** STATED EXERCISE **
Decide whether each statement agrees with the text on biomass pyrolysis below, giving yes or no plus the deciding words quoted from it. (a) The pyrolysis runs used a reactor built in-house. (b) Aging tests checked the storage stability of bio-oil made from rice straw. (c) Most earlier studies of biomass pellets centered on how pyrolysis products are distributed.

** PASSAGE TO READ **
Production and Stabilization of Biomass Derived Bio-Oil using Non-Catalytic Pyrolysis Approach

Considering high demand of exploring clean and sustainable source of energy worldwide, biomass derived green bioenergy has tremendous potential. Amongst all possible ways of biomass processing to derive bio-fuels, the biomass pyrolysis is highly preferred thermochemical process that converts the biomass to bio-oil. In our present work, the noncatalytic pyrolysis of ligno-cellulosic biomass samples (sawdust, rice straw and cotton stalk) was successfully carried out using in-house developed fixed bed pyrolytic reactor. Notably, the bio-oil of properties such as heating value, kinematic viscosity, water content, pH were compared to heavy fuel oil. Further solvent-addition approach was used to investigate the phase separation behaviour of bio-oil. Accelerated aging and natural ageing methodology was adopted to investigate the storage stability of sawdust derived bio-oil. Our novel investigation opens new avenues for biomass derived bio-fuel for thermal and power applications.

• Biomass pyrolysis was carried out using in-house developed fixed bed reactor.

• Sawdust (pellet size: 6 mm) derived bio-oil showed excellent fuel properties.

• Effect of process variables (temperature, residence time, size) was studied.

• Results suggested that 450 ^oC and 60 min as optimum pyrolysis conditions

• Natural and accelerated ageing test was carried out using solvent-addition approach.

Keywords: Biomass; Pyrolysis; Fixed bed reactor; Bio-oil; Stabilization; Solvent-addition

Increase in world’s energy demand and global environmental problems by utilising the fast depleting fossil fuels strongly require an alternative for fossil fuel resources. Biomass along with agricultural residues is the best renewable energy resources which are abundantly available in an agricultural country such as India. Thermo-chemical and bio-chemical conversion technologies are the major processes for converting the biomass recourses. Pyrolysis is the one of the major technology in thermochemical process that converts the biomass into three valuable energy products i.e. bio-oil, bio-char and pyro-gas. Biomass has lower energy density as compared to fossil fuels [1]. This leads to requirement of high volumes of biomass and creates the problems associated with storage, transportation and feed handling in a process plants (ex. combustion, gasification, pyrolysis etc.).

Pelletizing is one of the main forms of biomass utilization at present. The biomass is low grade energy characterized by scattered distribution, body light, difficult storage and transport, inconvenient use. Pelletizing can improve the density and calorific value and improve combustion properties, thus make biomass being commodity energy. At present Pelletizing has been widely used for cooking, heating and other civilian fields and boiler combustion, power generation and other industrial fields [2]. There are many studies of the pelletized biomass reported in the literature [3]. These studies mostly focus on combustion characteristic and application of biomass pellets. However, there are few studies on the distribution of pyrolysis products of the large size pellets. This paper mainly investigates pyrolysis processing of biomass pellets, focusing on the distribution of pyrolysis products: and up-gradation of bio-oil by stabilization with solvent addition method. This will provide some theoretical guidance for biomass gasification and preparation of char using biomass pellets [4-5].

** PROVIDED INFORMATION **

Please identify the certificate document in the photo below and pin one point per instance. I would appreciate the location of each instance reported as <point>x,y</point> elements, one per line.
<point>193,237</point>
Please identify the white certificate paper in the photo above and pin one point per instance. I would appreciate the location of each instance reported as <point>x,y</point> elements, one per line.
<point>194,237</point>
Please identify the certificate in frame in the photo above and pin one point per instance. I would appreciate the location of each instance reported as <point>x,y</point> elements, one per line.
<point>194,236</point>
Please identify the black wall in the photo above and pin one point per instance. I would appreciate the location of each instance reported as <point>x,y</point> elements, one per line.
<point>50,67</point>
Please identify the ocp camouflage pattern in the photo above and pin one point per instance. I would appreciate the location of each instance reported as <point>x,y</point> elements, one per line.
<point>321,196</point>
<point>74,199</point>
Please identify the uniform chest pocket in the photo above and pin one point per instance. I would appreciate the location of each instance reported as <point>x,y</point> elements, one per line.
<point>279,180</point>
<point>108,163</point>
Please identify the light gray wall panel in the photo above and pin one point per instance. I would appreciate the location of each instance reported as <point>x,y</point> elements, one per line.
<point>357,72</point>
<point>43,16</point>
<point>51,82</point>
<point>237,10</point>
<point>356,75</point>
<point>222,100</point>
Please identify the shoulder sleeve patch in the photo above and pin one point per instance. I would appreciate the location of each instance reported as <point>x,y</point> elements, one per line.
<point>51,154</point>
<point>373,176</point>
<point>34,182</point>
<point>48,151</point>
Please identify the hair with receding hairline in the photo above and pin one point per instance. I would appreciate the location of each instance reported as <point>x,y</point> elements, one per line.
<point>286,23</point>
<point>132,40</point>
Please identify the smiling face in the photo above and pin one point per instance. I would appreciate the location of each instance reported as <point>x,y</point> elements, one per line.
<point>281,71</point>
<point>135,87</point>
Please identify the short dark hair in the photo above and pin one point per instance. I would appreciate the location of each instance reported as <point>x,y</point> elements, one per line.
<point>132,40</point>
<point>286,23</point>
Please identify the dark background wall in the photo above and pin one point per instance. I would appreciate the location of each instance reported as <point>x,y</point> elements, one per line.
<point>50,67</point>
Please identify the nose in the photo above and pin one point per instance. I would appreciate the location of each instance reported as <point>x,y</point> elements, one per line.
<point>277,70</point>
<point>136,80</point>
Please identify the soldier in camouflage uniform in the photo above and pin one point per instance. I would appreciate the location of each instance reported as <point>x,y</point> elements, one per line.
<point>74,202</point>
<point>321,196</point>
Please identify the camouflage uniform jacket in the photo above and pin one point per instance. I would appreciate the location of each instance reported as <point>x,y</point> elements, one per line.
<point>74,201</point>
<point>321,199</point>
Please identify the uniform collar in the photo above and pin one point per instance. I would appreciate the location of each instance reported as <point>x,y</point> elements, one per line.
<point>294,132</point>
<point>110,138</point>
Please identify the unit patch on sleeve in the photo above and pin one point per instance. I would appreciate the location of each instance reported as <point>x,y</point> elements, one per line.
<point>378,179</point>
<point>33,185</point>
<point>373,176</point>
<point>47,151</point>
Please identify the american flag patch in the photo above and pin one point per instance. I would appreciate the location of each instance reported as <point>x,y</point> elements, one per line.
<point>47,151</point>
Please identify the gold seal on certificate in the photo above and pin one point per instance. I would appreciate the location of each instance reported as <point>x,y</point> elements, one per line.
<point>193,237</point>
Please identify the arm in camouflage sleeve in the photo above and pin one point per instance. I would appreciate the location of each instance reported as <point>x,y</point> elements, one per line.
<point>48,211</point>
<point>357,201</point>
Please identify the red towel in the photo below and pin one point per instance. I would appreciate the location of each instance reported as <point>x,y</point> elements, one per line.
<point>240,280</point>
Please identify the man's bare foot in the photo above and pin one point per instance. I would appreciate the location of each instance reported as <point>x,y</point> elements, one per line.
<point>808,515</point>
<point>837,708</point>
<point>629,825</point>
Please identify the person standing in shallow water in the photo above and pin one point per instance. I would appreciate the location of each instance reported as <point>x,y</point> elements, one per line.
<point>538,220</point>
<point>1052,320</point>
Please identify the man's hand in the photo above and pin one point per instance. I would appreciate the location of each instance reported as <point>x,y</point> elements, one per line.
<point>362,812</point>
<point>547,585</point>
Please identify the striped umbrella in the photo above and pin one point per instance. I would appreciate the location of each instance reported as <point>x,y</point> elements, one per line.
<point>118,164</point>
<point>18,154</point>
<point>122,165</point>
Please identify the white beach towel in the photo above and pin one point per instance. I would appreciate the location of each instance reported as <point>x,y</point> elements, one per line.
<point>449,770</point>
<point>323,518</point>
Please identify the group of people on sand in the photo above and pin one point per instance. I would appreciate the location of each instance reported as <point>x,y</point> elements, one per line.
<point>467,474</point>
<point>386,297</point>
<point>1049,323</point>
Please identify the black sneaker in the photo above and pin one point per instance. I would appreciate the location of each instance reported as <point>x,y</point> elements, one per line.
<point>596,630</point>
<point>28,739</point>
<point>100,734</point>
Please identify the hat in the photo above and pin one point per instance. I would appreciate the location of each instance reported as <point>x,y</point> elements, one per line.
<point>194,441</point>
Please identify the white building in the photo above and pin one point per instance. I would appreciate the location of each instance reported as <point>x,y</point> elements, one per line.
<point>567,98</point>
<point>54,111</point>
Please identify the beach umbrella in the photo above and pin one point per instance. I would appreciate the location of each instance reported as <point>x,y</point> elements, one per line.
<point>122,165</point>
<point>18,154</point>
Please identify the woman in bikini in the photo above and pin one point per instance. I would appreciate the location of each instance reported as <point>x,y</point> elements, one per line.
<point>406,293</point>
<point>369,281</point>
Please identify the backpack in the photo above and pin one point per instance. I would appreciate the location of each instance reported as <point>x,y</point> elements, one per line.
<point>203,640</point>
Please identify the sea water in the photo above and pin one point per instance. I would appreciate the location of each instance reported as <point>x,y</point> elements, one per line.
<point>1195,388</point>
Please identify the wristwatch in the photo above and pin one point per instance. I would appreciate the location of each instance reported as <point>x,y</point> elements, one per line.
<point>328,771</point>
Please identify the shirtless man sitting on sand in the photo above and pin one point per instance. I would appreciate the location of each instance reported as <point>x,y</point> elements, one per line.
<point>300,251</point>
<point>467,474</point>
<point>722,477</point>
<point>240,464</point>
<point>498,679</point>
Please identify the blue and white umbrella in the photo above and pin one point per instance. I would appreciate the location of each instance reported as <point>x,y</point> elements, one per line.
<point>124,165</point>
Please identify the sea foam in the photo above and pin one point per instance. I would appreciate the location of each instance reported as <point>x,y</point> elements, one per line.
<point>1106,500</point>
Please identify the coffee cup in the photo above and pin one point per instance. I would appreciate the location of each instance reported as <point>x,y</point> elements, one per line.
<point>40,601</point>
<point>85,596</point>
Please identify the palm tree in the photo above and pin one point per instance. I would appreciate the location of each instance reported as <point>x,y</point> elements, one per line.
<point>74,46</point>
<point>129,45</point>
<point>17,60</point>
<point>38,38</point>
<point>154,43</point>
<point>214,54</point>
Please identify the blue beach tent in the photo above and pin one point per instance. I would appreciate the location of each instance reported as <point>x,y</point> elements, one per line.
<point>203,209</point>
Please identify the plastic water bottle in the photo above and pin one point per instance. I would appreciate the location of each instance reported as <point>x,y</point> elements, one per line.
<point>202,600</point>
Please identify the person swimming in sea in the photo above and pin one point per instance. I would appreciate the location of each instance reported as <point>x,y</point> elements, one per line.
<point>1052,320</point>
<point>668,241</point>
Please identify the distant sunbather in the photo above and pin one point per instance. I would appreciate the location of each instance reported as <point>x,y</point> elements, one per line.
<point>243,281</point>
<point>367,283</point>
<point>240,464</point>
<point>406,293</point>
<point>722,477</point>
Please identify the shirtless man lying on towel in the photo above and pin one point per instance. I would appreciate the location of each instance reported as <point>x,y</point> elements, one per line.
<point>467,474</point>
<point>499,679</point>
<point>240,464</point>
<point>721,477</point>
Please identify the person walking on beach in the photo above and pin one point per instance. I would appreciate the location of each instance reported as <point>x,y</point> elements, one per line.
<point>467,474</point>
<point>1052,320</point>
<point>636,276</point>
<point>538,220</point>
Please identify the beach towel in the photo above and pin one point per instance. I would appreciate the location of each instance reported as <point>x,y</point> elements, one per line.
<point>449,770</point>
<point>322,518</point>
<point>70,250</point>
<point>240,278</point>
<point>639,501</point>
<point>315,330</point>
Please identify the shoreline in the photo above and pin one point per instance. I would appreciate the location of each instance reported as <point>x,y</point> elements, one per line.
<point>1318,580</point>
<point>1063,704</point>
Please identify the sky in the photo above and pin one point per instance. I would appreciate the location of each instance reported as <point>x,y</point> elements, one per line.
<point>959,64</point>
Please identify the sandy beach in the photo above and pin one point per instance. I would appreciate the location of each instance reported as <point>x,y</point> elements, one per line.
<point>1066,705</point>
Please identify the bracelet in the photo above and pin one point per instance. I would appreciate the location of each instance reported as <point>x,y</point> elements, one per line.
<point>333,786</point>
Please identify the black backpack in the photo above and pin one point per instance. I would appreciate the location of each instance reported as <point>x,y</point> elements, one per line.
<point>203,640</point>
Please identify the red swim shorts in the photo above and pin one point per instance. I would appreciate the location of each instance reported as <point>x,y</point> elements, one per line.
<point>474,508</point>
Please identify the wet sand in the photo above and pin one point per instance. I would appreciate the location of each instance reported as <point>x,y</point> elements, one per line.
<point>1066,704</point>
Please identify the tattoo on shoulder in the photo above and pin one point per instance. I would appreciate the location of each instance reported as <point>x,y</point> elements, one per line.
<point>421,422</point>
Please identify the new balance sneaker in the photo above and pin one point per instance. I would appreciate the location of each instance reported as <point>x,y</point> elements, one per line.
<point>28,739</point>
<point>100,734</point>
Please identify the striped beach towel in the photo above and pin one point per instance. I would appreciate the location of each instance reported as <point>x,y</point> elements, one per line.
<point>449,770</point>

** TASK ANSWER **
(a) Yes: "using in-house developed fixed bed pyrolytic reactor"
(b) No: "to investigate the storage stability of sawdust derived bio-oil"
(c) No: "These studies mostly focus on combustion characteristic and application of biomass pellets."